::: Available data :::
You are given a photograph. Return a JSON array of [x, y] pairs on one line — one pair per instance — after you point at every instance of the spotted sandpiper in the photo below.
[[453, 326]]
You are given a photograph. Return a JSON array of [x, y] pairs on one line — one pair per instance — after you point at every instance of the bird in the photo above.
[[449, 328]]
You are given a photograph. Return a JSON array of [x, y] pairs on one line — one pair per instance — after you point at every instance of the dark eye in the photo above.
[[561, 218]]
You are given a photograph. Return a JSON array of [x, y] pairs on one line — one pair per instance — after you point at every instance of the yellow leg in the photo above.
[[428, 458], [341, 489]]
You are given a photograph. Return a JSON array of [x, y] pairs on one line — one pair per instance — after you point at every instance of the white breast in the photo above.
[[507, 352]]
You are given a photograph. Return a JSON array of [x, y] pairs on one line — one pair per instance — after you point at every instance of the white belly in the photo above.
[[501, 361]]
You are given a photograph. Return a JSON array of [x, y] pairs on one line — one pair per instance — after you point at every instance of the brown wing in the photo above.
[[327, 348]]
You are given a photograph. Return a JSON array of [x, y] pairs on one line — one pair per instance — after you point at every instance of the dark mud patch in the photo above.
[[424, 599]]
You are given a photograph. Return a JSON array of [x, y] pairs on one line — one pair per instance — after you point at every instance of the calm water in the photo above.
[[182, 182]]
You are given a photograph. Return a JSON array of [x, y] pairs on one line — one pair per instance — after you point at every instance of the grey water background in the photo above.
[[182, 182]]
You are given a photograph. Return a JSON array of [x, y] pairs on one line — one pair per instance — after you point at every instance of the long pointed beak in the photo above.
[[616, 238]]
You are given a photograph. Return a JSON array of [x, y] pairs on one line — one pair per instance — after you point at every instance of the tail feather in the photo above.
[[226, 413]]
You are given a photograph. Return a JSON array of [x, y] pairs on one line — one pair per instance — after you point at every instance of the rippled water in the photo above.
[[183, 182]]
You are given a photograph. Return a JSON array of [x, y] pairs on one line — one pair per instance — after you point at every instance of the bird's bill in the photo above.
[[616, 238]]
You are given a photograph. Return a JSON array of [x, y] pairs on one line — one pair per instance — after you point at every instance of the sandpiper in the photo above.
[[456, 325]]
:::
Give the complete listing a second time, exactly as it reads.

Solution:
You are given a photograph. Return a JSON array of [x, y] pairs on one line — one pair per instance — after you point at every instance of the spotted sandpiper in the photo below.
[[453, 326]]
You are given a photograph. Return a JSON array of [x, y] pairs on one line — one pair per instance — after you point at every instance of the bird in the photo above.
[[449, 328]]
You are given a photograph. Return a JSON array of [x, y] pairs on one line — one pair per instance — after you point at every instance of the dark eye in the photo above.
[[561, 218]]
You are given a photograph. Return a JSON array of [x, y] pairs on one line — one pair per instance — after you point at every instance of the yellow leg in the photo above.
[[428, 458], [341, 489]]
You are given a photograph. Return a JSON array of [x, y] pairs on one line — one pair per instance — after you point at every instance of the white breast in the photo above.
[[507, 352]]
You are given a photograph. Return a JSON array of [x, y] pairs on one line — one pair per instance — after you point at every instance of the white belly in the photo above.
[[501, 361]]
You are given a photograph. Return a JSON array of [x, y] pairs on one line — one pair per instance — after you point at every instance of the brown wing in the photo above.
[[327, 348]]
You are given a photograph. Return a JSON array of [x, y] pairs on one line — one pair per instance — after you point at every instance of the dark mud patch in the photo above.
[[424, 599]]
You are given a photograph. Return a JSON array of [x, y] pairs on one line — one pair per instance — after you point at every instance of the calm water in the photo above.
[[182, 182]]
You are given a photograph. Return a JSON array of [x, y] pairs on one line — one pair per instance — after you point at every instance of the grey water background in the photo above.
[[182, 182]]
You are given a photograph. Return a JSON array of [x, y] pairs on one line — one pair per instance — after you point at every instance of the long pointed beak in the photo above.
[[616, 238]]
You are given a photograph. Return a JSON array of [x, y] pairs on one line — one pair per instance — after you point at every instance of the tail feather in the photo above.
[[226, 413]]
You are given a photograph. Return a JSON array of [x, y] pairs on one line — one pair per instance — after you point at every instance of the rippled water in the photo above.
[[183, 182]]
You are given a photograph. Return a JSON array of [x, y] pairs on one line — one pair per instance — after you point at every instance of the bird's bill in the photo above.
[[616, 238]]
You are given a photograph. Return a JSON array of [x, y] pairs on one line — one pair per instance — after you point at every instance of the sandpiper in the photo above.
[[456, 325]]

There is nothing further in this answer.